## Assigned task:
Repeat the listing below line for line, exactly as shown.
----- Records for this exercise -----
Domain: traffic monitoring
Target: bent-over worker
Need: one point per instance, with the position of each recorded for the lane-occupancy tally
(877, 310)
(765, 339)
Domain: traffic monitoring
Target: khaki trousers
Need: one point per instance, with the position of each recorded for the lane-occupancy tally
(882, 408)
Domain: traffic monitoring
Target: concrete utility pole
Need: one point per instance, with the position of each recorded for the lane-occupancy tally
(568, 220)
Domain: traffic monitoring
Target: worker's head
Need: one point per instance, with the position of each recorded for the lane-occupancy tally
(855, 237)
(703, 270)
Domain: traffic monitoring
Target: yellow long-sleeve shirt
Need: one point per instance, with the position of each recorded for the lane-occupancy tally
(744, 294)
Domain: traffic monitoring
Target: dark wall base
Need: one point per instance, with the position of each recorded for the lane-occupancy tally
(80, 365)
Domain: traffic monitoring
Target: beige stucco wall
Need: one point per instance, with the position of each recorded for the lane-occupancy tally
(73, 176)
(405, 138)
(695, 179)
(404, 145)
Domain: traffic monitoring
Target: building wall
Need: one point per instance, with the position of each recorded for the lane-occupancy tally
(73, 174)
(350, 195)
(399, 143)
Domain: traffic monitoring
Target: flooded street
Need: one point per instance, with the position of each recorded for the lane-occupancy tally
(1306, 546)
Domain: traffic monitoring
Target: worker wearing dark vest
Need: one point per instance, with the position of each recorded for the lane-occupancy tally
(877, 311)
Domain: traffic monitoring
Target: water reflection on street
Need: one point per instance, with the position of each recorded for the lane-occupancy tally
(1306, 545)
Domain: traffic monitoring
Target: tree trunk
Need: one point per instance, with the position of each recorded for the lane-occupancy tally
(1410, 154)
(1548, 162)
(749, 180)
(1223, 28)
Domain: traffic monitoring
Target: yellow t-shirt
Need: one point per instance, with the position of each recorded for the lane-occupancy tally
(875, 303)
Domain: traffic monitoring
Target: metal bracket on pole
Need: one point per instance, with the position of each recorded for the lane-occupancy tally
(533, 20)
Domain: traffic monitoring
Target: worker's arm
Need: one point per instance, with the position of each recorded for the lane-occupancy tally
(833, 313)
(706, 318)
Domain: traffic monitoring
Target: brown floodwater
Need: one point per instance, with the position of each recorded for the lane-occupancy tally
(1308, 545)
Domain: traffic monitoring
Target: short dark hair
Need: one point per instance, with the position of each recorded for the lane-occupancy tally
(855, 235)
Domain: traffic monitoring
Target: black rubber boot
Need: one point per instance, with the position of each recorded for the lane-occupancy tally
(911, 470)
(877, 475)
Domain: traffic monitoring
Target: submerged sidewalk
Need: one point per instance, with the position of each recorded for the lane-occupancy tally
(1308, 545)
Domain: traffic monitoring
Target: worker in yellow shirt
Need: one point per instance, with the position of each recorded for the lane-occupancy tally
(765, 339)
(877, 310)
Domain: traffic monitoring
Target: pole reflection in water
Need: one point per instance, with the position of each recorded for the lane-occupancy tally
-----
## Result below:
Domain: traffic monitoring
Target: bent-over worker
Need: one point per instance, with the position of each recorded for the lane-occupancy tally
(877, 310)
(765, 339)
Domain: traffic monitoring
Target: khaki trousers
Need: one point per instance, with the position of each recorded for the lane-occupancy tally
(882, 408)
Domain: traffic monitoring
Target: concrete utility pole
Need: one point per instance, with the position of each recorded for the lane-occupancy tally
(568, 220)
Domain: traffic monitoring
Target: worker's head
Need: one point per instance, with the position of each recorded for the lane-occupancy tally
(855, 237)
(703, 270)
Domain: traffic monitoring
Target: yellow long-sleeve shirt
Need: one point per instance, with the position of each recorded for the lane-occupancy tally
(744, 294)
Domain: traffic monitoring
Target: dark wall base
Need: one point per instance, with the position of each recorded for the lane-occupancy tally
(80, 365)
Domain: traffic monitoring
Target: beige stucco wall
Need: one point per instance, with the position of each recorded for the lane-occupancy tally
(73, 176)
(405, 138)
(695, 179)
(404, 145)
Domain: traffic monitoring
Target: building wall
Need: one point per instance, with the position of each recorded for the lane-occupancy tally
(73, 174)
(350, 195)
(399, 143)
Domain: traffic monitoring
Target: flooded street
Need: one point per instance, with the position of each recorded for the lane-occupancy tally
(1306, 546)
Domain: traffic monitoring
Target: worker wearing dark vest
Need: one point per instance, with the position of each recorded for the lane-occupancy tally
(877, 311)
Domain: traffic monitoring
Target: water reflection on street
Need: one point per instance, with the position of each recorded for the lane-occupancy tally
(1306, 545)
Domain: traffic monitoring
Target: tree trunk
Need: one point per instance, with the position of each recorded for the lane-occupancy tally
(1410, 154)
(1548, 162)
(749, 180)
(1223, 28)
Domain: traffic monitoring
Target: yellow t-shirt
Need: one point per instance, with the position of each recorded for the lane-occupancy tally
(875, 303)
Domain: traffic monitoring
Target: metal bracket on pole
Need: one point per instance, with the position of each recorded for the lane-occupancy tally
(533, 20)
Domain: traffic monitoring
Target: worker's arm
Need: one point per instance, with the position of each recorded for the lane-occupancy tally
(833, 313)
(706, 318)
Domain: traffic monitoring
Target: brown floodwater
Need: one point per instance, with the position of each recorded for the lane-occupancy tally
(1308, 545)
Domain: traffic monitoring
Target: short dark hair
Need: one point per instance, with the position of each recorded for the lane-occupancy tally
(855, 235)
Domain: traffic monitoring
Target: black rubber boot
Need: one point per instance, with the position of each recorded for the lane-occupancy tally
(911, 470)
(877, 475)
Domain: traffic monitoring
Target: submerged sidewalk
Need: one point per instance, with the position of each recorded for the lane-occupancy tally
(1308, 545)
Domain: traffic monitoring
Target: worker in yellow shirt
Need: one point per instance, with the position of each recorded for the lane-occupancy tally
(765, 339)
(877, 310)
Domain: traffic monitoring
Target: pole reflection in water
Need: one point per instance, with the position of each recorded for the lane-occupancy tally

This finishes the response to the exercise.